-------- Page --------
On Wednesday, 15 June 2016 at 07:16:18 UTC, Walter Bright wrote:
> On 6/14/2016 9:48 PM, tsbockman wrote:
>> `Int`? `Base`?
>
> 'Integer' would work fine.

`BaseInt`?

`SmartInt!Integer` looks weird to me, because of the repetition. Also, if we're going to use a long name like that I think it should hint at the fact that the true base type of a checked integer type is always a basic type, not a custom type like `SmartInt` or `BigInt`.

> Besides, the signature will be the actual type name, not the alias for it.

I'm not sure what you're getting at here?

I'm concerned about how stuff like this appears in the docs (which is the only place where the user will ever see this name). Obviously the docs must use the alias, since they are for the generic type, rather than a specific instantiation.

>> I have seen all of `S`, `F`, `G`, `X`, `R`, `C`, `A`, and `B` used as template
>> parameter names in Phobos. Often there is no particular significance to the
>> letter chosen, but the purpose of the parameter is obvious from the context,
>> anyway.
>
> 1. Each one should be evaluated on its own merits.
> 2. Style is not something cast in stone, we try to constant evolve better ways.

Obviously I don't think your way is better.  :-)

> 3. Bad practice in one case is not a rationale to use bad practice elsewhere :-)

But when a practice works out fine in one case, that *is* evidence that it is likely to work out in others.

> 4. You mentioned greppability - 'N' is as ungreppable as it gets!

Which is irrelevant, because `N`/`BaseIntegralType`/whatever will never appear in the user's code (but `bscal` will).

>> Using short template parameter names helps keep D's already-very-long signatures
>> from growing even longer than they already are.
>
> The parameter names don't appear in the signature.

They appear in the docs. I'm talking about the docs, because that's the only place anyone outside the Phobos dev team will ever see the `N`/`Integer`/whatever name.

>> Again, this needs to be short for readability and usability. Normally it's not
>> needed at all, but when it is needed (like in the implementation of `SmartInt`
>> and `SafeInt`), it tends to be needed *a lot*.
>
> Internal to the implementation does not require it to be short.

Keeping names that don't need to be long short(ish) makes it a lot easier for me to read code.
--------
## Work to complete
[A] According to the thread, what is the only place where users will ever see the template parameter's name?
[B] Set down the passage of the thread between "Which is irrelevant, because" and "in the signature.", inclusive, word for word.
-------- Supplied data --------
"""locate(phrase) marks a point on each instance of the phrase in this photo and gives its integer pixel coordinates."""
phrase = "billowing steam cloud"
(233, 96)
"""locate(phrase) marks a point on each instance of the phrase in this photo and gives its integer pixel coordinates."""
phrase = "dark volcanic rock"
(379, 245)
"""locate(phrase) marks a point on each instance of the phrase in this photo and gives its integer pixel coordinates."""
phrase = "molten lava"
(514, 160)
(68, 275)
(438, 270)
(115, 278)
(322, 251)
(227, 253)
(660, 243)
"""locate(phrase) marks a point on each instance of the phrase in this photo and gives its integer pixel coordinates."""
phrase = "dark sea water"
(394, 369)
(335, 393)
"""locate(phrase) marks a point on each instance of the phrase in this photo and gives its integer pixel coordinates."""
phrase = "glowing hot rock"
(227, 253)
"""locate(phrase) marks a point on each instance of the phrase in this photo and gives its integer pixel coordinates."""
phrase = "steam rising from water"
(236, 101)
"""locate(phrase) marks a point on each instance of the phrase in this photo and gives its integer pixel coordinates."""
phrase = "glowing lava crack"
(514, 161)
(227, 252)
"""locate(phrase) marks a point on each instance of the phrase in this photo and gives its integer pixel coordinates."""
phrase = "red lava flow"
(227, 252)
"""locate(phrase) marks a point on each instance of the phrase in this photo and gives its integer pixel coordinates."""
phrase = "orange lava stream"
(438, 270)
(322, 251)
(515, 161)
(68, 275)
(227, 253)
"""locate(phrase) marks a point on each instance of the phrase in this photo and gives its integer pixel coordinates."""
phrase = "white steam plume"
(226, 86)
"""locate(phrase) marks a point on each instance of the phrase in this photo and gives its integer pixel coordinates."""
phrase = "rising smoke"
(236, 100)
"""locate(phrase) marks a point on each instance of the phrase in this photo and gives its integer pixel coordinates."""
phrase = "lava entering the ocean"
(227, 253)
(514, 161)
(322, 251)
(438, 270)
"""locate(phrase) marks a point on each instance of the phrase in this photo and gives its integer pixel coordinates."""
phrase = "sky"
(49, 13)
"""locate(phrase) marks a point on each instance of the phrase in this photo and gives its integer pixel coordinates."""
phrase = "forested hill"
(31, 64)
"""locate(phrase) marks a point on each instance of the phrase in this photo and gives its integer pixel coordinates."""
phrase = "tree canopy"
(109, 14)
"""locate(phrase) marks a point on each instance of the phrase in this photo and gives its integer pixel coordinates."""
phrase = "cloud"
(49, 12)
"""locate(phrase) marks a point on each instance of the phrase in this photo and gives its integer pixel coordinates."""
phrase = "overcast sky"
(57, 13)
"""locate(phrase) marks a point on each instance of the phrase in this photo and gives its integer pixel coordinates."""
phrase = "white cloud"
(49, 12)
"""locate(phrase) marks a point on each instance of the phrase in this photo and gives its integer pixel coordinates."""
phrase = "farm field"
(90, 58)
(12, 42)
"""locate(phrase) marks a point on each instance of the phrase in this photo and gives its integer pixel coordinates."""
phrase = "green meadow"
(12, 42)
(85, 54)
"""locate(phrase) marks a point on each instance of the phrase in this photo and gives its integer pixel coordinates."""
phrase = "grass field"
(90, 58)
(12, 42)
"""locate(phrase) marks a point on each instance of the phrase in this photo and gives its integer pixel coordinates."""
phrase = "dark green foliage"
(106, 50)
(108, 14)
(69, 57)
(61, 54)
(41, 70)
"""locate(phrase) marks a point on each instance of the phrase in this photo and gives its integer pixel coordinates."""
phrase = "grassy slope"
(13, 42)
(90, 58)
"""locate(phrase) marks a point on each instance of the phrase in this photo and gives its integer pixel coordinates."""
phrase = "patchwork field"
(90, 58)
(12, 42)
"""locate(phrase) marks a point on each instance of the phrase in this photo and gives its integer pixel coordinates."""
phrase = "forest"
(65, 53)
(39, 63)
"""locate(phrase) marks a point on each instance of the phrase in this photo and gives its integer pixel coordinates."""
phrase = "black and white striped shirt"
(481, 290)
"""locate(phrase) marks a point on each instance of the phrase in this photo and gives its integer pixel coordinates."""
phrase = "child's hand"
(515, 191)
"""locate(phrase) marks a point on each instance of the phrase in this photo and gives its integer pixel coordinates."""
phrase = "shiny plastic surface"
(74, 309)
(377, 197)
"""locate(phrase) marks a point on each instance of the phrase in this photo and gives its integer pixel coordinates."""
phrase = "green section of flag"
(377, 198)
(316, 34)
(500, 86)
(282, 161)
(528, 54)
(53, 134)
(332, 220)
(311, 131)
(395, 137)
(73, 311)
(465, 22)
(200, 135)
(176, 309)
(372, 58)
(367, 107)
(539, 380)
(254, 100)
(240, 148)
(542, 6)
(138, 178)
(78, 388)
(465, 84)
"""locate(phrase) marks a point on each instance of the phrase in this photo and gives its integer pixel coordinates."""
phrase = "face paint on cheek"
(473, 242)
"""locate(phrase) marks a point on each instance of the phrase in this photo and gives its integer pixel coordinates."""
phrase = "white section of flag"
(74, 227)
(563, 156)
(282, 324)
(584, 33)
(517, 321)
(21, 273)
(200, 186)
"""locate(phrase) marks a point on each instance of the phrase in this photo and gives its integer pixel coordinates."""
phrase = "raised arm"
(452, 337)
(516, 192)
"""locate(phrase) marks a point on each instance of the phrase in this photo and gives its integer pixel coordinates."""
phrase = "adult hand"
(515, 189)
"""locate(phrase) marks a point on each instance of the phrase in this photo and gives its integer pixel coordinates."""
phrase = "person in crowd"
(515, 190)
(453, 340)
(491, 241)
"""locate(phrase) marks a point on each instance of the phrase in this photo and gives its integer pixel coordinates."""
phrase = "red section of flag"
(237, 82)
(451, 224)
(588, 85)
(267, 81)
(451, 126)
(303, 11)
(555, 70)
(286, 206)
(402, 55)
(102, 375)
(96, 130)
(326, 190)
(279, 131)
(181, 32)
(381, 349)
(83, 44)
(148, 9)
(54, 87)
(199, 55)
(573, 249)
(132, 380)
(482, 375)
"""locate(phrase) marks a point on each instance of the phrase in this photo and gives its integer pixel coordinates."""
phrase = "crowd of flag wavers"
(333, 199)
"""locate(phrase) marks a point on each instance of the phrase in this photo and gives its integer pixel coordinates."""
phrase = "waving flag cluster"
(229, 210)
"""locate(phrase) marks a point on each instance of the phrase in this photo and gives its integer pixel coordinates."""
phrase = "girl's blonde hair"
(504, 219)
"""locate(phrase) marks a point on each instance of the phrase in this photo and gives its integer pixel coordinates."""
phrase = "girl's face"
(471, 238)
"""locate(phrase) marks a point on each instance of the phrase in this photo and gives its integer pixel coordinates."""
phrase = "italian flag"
--------
## Task-by-task results
[A] In the docs.

[B]
Which is irrelevant, because `N`/`BaseIntegralType`/whatever will never appear in the user's code (but `bscal` will).

>> Using short template parameter names helps keep D's already-very-long signatures
>> from growing even longer than they already are.
>
> The parameter names don't appear in the signature.